Your task is to give the number of lines in the listing that include "below", and nothing else.

============================================================

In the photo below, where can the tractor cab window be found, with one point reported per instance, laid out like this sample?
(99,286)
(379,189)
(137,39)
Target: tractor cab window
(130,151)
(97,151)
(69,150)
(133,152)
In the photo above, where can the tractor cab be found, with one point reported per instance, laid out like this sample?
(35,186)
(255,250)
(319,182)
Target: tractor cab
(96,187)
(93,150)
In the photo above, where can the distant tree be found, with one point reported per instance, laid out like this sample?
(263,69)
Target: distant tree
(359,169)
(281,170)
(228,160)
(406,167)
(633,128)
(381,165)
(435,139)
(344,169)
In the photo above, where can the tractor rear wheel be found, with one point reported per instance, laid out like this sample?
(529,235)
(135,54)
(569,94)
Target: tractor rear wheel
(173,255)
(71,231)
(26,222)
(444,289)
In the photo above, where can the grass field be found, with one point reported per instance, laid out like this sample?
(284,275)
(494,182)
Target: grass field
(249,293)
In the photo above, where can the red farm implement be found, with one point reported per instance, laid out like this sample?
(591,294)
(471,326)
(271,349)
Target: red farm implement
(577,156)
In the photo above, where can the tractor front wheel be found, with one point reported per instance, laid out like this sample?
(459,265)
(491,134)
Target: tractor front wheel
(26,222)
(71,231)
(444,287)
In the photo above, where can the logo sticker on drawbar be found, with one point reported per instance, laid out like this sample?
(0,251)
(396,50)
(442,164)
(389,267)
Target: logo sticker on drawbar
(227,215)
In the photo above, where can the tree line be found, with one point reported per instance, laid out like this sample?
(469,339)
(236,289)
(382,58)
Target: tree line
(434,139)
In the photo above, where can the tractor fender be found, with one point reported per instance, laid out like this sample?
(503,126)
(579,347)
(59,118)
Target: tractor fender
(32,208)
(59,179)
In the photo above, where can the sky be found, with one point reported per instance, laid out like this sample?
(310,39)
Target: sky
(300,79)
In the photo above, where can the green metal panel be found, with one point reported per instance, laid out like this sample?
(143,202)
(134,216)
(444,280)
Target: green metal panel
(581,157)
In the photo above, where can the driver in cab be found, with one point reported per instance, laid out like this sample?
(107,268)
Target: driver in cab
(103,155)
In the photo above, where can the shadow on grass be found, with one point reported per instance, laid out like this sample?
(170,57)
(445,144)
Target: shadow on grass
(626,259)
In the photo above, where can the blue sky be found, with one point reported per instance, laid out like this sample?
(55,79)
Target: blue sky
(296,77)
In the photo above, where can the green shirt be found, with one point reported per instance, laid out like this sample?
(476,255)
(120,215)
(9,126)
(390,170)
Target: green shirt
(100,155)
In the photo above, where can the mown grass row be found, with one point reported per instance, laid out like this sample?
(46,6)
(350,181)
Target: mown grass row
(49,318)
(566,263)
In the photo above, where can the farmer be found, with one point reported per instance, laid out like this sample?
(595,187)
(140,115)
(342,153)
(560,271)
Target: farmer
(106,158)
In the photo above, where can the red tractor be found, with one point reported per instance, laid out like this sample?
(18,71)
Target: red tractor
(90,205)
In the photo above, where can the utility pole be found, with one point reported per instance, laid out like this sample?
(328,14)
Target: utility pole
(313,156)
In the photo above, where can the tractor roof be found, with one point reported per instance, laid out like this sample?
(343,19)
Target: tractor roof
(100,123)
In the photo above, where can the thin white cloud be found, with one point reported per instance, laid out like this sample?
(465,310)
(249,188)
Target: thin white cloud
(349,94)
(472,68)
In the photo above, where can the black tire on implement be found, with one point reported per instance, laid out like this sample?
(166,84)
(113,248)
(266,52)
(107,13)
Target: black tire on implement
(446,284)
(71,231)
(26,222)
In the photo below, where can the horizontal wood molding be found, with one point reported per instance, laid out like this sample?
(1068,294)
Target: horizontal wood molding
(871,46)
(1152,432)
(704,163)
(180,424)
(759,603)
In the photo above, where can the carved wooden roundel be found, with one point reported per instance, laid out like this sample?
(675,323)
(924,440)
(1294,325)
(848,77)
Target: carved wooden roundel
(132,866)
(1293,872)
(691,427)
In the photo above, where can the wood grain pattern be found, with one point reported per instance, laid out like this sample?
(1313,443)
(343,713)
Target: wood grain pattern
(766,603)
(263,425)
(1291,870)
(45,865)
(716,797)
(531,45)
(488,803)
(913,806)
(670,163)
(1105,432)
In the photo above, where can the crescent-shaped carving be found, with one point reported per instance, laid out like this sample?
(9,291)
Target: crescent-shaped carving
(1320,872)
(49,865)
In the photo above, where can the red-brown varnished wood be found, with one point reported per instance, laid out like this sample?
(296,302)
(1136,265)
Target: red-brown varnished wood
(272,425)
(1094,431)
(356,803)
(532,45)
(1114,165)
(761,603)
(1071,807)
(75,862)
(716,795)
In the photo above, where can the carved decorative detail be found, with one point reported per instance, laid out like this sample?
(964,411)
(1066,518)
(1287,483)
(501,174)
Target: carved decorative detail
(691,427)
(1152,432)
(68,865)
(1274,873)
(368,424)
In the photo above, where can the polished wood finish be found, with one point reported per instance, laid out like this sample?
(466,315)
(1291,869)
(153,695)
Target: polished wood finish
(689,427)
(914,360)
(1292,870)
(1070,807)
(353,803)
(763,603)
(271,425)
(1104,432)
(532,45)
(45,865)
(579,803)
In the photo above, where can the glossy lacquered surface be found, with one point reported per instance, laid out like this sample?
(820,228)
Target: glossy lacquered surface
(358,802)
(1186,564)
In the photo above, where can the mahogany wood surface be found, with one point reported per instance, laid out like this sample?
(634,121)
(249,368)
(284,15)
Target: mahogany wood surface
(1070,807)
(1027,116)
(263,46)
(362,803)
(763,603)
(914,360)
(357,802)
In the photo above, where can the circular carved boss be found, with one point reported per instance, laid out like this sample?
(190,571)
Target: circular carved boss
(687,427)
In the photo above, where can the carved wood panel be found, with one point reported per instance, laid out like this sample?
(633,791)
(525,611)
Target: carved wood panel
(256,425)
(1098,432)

============================================================

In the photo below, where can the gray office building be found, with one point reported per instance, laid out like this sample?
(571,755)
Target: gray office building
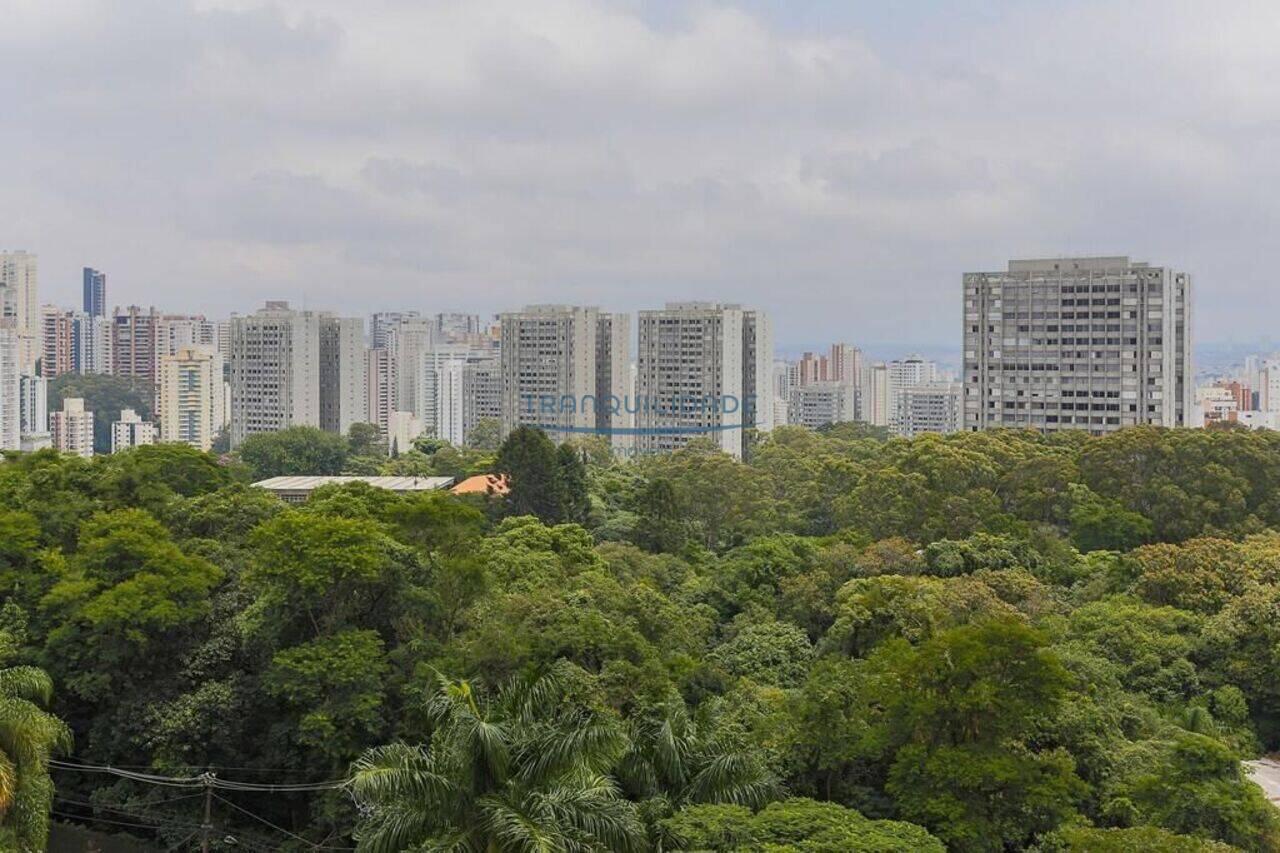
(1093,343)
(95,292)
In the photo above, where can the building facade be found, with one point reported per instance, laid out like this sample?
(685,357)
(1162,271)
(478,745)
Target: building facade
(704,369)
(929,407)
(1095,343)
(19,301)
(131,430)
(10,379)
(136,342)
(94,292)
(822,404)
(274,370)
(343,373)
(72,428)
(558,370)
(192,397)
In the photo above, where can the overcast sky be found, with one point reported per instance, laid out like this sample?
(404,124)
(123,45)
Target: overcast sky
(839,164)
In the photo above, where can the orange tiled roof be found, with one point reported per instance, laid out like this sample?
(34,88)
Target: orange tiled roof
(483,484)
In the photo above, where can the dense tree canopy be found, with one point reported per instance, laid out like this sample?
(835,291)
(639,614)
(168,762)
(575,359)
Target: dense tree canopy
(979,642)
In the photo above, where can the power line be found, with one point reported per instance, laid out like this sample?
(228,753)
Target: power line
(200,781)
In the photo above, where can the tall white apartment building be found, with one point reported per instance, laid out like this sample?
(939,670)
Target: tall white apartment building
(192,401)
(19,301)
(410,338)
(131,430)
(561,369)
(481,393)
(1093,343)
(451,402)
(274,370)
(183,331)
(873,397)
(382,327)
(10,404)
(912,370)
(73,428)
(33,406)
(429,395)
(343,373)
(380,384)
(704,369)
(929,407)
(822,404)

============================================================

* Expected output *
3